__PASSAGE TO READ__.
Start of Block

What is Allergy?
Most people probably know what allergy is - you touch or eat something, or you take a medicine or get stung, and your body reacts in an abnormal, unpleasant and unhelpful way. In mild reactions there is an itchy rash or some swelling, but sometimes there are more severe reactions, including anaphylaxis.
In medicine, we recognize that the body has all kinds of ways of responding to these kinds of things, and we only call it allergy if the reaction is driven by the immune system.
If it's not an Allergy, What is it?
Other kinds of reactions can happen that are not caused by the immune system, although they can look pretty similar. People often think they are allergic to something because it makes them feel sick or unwell, but there are other causes such as chemicals in foods, or lack of enzymes in the gut, or an abnormal gut lining, which are nothing to do with the immune system.
There are different names for these kinds of problems e.g. salicylate sensitivity, lactose intolerance etc. Coeliac disease is caused by an abnormal immune response to wheat, but this is a different kind of reaction than that seen in allergy.
Some people get rashes or swelling that can look allergic, but it is not because something they have come into contact with or eaten has triggered their immune system. Instead, their immune system has started to misbehave for some other reason, often an infection.

End of Block

__LISTED RECORDS__.
Start of Block

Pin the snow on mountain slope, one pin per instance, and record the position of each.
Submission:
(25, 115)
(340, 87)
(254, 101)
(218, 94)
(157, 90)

End of Block

__EXERCISES__.
1. Using the passage on allergy, decide whether each statement agrees with it, answering yes or no and quoting the words that settle it: (a) Medicine uses the word allergy only for reactions driven by the immune system. (b) Coeliac disease involves no immune response. (c) A rash that looks allergic can come from an immune system misbehaving, often because of an infection.
2. Carry on the passage on allergy from its last sentence.

__ANSWERS TO THIS EXERCISE__.
1.
(a) Yes: "we only call it allergy if the reaction is driven by the immune system."
(b) No: "Coeliac disease is caused by an abnormal immune response to wheat"
(c) Yes: "their immune system has started to misbehave for some other reason, often an infection."

2.
Explaining allergy to a child
This has to be tailored to the child’s age and stage of development. You will need to devise a strategy that seems most appropriate for your child. In general the child needs to know that their bodies can react when meeting a certain group of allergens, when they might encounter these and what the nature of this reaction is so that they can recognise the signs. This needs to be explained initially in simple terms and this message needs to be periodically reinforced and reiterated in an age appropriate manner.
In terms of food allergy, even very young children can be taught to tell people they have an allergy, to refuse food if they don’t know what it is, and to ask what a food contains before eating it. If this is something that has been a part of their lives from their early years, they may be quite accepting of this as they know no different.